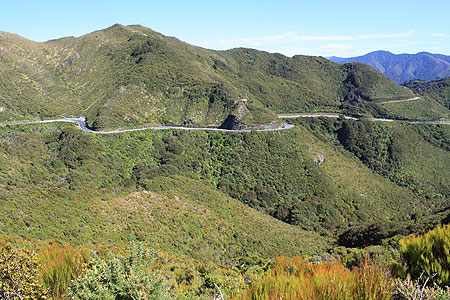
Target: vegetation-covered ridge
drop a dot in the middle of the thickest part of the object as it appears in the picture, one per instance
(125, 76)
(404, 67)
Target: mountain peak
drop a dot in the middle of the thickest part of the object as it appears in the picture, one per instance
(404, 67)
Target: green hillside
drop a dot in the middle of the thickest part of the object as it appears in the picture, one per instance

### WHAT YOU WILL DO:
Repeat, with no pictures, each line from the beginning of the data through the line containing "Target: green hillside", inclusive.

### EXERCISE SOLUTION:
Target: vegetation-covered ridge
drop a dot in the middle of the thickest part of the object as it appears in the picture, one per instance
(125, 76)
(404, 67)
Target: mountain peak
drop a dot in the middle of the thickest part of the object as it appears in the picture, one per instance
(404, 67)
Target: green hillside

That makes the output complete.